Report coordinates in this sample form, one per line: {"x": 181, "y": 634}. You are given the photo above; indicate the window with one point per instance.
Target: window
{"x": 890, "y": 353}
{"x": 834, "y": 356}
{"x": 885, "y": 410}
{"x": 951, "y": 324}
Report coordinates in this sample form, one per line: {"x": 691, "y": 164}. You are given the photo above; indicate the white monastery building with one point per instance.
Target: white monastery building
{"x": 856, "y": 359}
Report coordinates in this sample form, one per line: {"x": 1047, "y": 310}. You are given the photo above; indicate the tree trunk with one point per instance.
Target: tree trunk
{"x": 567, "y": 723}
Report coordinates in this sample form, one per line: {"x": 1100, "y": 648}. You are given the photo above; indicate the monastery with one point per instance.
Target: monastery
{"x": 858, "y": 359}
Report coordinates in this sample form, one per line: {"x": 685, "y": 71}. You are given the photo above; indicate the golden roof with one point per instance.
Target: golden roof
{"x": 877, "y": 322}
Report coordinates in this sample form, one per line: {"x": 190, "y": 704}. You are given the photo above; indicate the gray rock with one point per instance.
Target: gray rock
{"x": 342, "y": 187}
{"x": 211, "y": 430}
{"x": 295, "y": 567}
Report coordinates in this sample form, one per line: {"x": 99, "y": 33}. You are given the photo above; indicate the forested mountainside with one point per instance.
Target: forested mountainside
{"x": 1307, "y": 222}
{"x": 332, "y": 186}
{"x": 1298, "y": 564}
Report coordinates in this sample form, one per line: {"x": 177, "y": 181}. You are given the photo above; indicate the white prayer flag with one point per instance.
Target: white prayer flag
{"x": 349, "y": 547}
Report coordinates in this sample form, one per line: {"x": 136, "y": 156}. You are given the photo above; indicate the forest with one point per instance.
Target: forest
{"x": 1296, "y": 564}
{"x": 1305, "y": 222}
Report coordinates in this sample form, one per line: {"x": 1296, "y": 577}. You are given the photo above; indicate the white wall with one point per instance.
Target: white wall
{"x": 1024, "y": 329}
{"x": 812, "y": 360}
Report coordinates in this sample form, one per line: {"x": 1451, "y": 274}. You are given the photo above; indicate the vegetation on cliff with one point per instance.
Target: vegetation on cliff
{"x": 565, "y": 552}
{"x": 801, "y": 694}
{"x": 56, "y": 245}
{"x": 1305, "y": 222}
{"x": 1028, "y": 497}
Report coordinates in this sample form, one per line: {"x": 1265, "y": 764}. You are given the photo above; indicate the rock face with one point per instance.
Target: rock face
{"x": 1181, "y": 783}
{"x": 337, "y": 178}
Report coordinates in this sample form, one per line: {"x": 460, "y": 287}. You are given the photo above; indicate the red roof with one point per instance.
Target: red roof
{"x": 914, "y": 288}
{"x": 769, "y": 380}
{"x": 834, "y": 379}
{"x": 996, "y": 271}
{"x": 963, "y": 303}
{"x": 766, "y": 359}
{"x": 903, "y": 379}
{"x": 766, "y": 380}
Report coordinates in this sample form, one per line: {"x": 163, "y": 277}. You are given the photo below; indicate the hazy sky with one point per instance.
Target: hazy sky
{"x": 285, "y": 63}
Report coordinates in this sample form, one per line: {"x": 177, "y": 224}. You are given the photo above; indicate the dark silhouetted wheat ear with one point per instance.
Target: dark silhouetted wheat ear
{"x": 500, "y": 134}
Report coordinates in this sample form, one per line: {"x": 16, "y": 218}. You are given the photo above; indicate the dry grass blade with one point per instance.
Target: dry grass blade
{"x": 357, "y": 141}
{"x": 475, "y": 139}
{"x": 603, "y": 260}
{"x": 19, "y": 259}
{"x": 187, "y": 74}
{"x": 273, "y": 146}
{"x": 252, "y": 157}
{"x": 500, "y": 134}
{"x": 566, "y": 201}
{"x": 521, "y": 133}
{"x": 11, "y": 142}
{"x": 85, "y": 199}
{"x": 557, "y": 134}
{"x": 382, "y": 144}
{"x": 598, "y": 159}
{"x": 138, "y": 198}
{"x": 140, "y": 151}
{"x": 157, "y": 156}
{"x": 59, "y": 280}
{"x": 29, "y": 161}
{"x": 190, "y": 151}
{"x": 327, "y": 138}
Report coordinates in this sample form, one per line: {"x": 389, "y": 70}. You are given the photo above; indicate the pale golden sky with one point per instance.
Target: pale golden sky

-*-

## ASSIGNED TASK
Exactly and in full, write out the lines from the one containing "Target: red roof" through the end of the listing.

## SOLUTION
Target: red roof
{"x": 914, "y": 288}
{"x": 769, "y": 380}
{"x": 834, "y": 379}
{"x": 996, "y": 271}
{"x": 963, "y": 303}
{"x": 766, "y": 359}
{"x": 903, "y": 379}
{"x": 766, "y": 380}
Report coordinates in this sample form, one per line: {"x": 163, "y": 277}. You are given the photo below; indicate the hazy sky with one point per instance.
Target: hazy sky
{"x": 285, "y": 63}
Report coordinates in this sample form, one per line: {"x": 177, "y": 224}. You are given the photo above; indicate the dark silhouetted wheat ear with one point per instance.
Target: dark silhouetted wheat ear
{"x": 500, "y": 134}
Report coordinates in this sample form, one per line: {"x": 16, "y": 218}. You are given the photo above; indicate the dry grass blade with one point per instance.
Target: dry grass blade
{"x": 357, "y": 141}
{"x": 475, "y": 139}
{"x": 603, "y": 260}
{"x": 19, "y": 259}
{"x": 187, "y": 74}
{"x": 273, "y": 146}
{"x": 252, "y": 157}
{"x": 500, "y": 134}
{"x": 566, "y": 201}
{"x": 521, "y": 133}
{"x": 11, "y": 142}
{"x": 85, "y": 199}
{"x": 557, "y": 134}
{"x": 382, "y": 144}
{"x": 598, "y": 159}
{"x": 138, "y": 198}
{"x": 140, "y": 151}
{"x": 157, "y": 156}
{"x": 59, "y": 280}
{"x": 29, "y": 161}
{"x": 190, "y": 151}
{"x": 327, "y": 138}
Report coordinates in this sample form, one per line: {"x": 389, "y": 70}. You are given the photo above; indicate the pale golden sky with one point per instance.
Target: pale golden sky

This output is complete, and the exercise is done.